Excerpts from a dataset

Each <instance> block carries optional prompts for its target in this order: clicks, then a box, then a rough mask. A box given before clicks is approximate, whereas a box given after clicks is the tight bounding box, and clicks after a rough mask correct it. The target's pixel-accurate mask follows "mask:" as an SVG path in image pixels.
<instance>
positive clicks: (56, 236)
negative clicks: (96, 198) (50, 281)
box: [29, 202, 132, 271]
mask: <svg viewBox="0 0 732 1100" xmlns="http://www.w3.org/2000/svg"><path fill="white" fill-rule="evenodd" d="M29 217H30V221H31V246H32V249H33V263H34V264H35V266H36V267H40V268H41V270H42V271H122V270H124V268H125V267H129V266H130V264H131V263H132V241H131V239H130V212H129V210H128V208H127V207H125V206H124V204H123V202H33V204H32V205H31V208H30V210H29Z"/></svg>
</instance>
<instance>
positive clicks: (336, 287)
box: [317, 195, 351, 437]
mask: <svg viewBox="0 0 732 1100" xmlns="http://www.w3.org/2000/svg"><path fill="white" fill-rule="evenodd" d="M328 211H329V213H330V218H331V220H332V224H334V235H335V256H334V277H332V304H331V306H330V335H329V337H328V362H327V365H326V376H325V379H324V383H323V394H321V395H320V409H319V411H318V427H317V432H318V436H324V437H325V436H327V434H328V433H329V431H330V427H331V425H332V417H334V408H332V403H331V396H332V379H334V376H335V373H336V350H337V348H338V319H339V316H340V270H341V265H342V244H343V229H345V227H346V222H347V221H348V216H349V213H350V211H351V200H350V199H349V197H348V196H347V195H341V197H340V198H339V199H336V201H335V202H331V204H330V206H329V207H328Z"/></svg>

BRIEF
Please retype all of the records, keeping each line exactly as it is.

WRITTEN SOLUTION
Each <instance> block carries optional prompts for its target in this order: clicks, then a box, then a rough mask. A box given before clicks is approximate, whereas a box given after clicks is the tight bounding box, and clicks after a rough mask correct it. The target's pixel-accurate mask follows "mask:" as an SVG path in image pixels.
<instance>
positive clicks: (56, 236)
negative clicks: (96, 198) (50, 281)
box: [29, 202, 132, 271]
mask: <svg viewBox="0 0 732 1100" xmlns="http://www.w3.org/2000/svg"><path fill="white" fill-rule="evenodd" d="M29 217H30V221H31V246H32V249H33V263H34V264H35V266H36V267H40V268H41V270H42V271H122V270H124V268H125V267H129V266H130V264H131V263H132V241H131V239H130V212H129V210H128V208H127V207H125V206H124V204H123V202H33V204H32V205H31V208H30V210H29Z"/></svg>
</instance>
<instance>
positive clicks: (336, 287)
box: [317, 195, 351, 437]
mask: <svg viewBox="0 0 732 1100" xmlns="http://www.w3.org/2000/svg"><path fill="white" fill-rule="evenodd" d="M328 211H329V213H330V218H331V220H332V224H334V235H335V256H334V277H332V304H331V306H330V335H329V337H328V362H327V365H326V376H325V379H324V383H323V394H321V395H320V409H319V411H318V427H317V432H318V436H324V437H325V436H327V434H328V433H329V431H330V427H331V425H332V417H334V408H332V403H331V396H332V379H334V376H335V373H336V350H337V348H338V319H339V316H340V270H341V265H342V244H343V229H345V227H346V222H347V221H348V216H349V213H350V211H351V200H350V199H349V197H348V196H347V195H341V197H340V198H339V199H336V201H335V202H331V204H330V206H329V207H328Z"/></svg>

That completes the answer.